WHAT THE TASK REQUIRES => Write out, word for word, every line from the one containing "Where can the criss-cross" through the last line of the records below, both ends included.
---- DATA TO PROCESS
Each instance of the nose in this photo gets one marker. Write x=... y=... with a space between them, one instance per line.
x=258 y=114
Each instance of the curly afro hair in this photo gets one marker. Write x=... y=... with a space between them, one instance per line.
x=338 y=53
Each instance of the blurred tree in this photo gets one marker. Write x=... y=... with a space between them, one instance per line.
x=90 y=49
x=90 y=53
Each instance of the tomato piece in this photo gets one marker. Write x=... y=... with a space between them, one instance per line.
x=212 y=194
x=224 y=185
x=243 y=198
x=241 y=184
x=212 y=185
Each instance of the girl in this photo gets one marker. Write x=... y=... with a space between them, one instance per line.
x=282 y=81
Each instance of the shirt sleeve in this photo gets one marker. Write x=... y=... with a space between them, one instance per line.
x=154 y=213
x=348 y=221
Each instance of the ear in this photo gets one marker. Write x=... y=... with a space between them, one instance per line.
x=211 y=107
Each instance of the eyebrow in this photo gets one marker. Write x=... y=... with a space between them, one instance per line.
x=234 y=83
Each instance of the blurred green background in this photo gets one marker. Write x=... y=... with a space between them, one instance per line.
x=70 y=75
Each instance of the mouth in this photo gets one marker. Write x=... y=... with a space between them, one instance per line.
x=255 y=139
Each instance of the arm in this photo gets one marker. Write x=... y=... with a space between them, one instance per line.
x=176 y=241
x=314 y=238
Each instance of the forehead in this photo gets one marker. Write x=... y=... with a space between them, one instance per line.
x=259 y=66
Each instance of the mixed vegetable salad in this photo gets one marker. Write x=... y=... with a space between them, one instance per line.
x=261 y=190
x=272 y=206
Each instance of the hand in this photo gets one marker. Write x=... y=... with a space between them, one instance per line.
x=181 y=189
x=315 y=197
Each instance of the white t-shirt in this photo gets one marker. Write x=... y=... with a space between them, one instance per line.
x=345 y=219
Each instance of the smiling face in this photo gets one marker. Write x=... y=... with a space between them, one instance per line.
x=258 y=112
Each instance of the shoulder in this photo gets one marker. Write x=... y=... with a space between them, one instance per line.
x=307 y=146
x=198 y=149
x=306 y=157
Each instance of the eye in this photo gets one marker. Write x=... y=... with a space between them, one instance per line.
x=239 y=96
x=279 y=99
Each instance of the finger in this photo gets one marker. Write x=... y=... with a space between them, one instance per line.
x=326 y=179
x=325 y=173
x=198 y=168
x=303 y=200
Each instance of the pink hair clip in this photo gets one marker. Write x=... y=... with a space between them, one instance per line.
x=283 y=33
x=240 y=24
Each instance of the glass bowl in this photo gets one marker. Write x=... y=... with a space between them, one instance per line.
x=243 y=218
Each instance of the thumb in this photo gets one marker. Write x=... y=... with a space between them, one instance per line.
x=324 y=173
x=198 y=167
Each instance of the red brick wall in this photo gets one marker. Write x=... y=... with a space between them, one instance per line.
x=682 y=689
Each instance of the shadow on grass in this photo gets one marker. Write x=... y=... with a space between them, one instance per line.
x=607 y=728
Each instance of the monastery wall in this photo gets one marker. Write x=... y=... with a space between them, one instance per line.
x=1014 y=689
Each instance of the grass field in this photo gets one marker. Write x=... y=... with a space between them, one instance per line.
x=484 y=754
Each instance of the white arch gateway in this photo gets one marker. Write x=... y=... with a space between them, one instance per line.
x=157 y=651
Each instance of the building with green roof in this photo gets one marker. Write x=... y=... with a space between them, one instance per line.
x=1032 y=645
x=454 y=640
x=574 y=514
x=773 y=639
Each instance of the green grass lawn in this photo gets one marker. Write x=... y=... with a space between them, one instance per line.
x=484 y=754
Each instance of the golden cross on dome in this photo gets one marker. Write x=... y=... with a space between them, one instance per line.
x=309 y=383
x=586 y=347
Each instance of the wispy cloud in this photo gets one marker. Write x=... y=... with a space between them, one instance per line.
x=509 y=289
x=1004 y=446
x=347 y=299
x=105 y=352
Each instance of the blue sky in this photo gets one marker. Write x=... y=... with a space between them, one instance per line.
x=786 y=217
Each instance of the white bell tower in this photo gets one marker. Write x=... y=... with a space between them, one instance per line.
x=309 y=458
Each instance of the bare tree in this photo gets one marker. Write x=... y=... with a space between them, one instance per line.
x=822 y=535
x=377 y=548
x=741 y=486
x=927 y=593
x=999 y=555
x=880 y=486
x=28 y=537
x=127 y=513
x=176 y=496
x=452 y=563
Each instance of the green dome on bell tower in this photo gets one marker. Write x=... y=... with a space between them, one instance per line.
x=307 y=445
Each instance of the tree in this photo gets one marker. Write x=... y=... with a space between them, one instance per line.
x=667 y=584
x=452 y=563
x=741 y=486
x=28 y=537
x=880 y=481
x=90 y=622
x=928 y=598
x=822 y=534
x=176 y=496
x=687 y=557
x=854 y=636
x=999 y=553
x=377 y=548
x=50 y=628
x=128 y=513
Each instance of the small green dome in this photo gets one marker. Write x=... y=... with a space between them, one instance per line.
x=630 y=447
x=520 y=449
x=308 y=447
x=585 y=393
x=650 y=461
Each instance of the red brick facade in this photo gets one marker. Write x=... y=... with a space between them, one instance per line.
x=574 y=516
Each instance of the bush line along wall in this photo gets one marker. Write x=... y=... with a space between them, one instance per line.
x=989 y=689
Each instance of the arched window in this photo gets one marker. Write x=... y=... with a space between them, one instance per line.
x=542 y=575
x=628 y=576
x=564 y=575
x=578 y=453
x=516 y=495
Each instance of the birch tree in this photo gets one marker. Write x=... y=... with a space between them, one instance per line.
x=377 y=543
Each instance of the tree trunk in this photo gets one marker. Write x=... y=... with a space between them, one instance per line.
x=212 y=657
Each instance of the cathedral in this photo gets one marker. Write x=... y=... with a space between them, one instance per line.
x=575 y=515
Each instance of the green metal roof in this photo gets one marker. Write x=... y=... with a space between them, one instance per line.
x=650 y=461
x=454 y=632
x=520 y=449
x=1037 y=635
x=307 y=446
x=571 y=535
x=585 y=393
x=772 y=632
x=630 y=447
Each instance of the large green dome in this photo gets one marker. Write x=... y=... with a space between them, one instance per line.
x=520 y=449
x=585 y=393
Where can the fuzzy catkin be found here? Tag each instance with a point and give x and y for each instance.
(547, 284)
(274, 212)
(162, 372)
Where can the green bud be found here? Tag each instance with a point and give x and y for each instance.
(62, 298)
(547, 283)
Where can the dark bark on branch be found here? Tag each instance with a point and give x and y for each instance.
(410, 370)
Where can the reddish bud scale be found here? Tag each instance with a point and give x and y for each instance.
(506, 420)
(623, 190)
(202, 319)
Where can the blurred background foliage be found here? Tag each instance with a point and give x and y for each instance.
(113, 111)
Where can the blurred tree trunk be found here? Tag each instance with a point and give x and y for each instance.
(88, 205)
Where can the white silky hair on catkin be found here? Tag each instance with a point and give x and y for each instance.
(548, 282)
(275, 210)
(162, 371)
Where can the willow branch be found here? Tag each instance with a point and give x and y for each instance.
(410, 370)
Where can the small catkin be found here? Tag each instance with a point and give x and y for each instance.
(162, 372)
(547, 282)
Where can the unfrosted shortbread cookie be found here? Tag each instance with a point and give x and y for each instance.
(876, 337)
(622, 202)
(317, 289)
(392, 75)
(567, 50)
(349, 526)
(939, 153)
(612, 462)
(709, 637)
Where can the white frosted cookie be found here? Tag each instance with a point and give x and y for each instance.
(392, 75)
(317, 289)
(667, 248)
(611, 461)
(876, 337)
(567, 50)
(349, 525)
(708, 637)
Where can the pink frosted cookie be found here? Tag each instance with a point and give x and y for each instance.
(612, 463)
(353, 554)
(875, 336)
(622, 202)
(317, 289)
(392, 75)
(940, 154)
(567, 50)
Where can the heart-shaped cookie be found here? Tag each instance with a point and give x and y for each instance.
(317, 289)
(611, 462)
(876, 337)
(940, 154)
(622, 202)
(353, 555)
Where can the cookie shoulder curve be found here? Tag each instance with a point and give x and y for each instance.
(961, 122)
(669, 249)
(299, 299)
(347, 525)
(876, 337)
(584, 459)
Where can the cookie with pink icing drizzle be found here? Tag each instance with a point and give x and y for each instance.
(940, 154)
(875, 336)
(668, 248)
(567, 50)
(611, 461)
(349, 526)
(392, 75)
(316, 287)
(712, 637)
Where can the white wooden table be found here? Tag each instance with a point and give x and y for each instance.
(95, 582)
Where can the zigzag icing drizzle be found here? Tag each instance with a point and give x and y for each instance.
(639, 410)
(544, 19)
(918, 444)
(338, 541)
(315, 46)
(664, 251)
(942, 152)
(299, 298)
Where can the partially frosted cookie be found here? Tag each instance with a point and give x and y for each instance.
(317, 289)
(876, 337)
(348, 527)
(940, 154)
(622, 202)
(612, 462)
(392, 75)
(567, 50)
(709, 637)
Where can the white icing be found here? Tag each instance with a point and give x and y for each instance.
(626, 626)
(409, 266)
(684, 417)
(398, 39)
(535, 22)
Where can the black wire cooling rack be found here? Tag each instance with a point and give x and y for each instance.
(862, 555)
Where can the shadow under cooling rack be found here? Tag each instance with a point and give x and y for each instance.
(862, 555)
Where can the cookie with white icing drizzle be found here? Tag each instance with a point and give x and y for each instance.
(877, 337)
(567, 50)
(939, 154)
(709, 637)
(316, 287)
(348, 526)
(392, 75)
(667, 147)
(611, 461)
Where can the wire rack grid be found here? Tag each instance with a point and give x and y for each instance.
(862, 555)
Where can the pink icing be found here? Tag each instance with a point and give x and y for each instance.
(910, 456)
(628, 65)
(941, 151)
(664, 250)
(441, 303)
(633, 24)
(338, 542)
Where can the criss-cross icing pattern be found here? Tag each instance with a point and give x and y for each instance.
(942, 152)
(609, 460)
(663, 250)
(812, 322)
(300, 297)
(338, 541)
--------
RESULT FOR THIS EXERCISE =>
Where can the criss-cross icing pattern be found here? Tag each instance with a point and give x and y for each instance.
(942, 152)
(609, 460)
(663, 250)
(812, 322)
(300, 297)
(338, 541)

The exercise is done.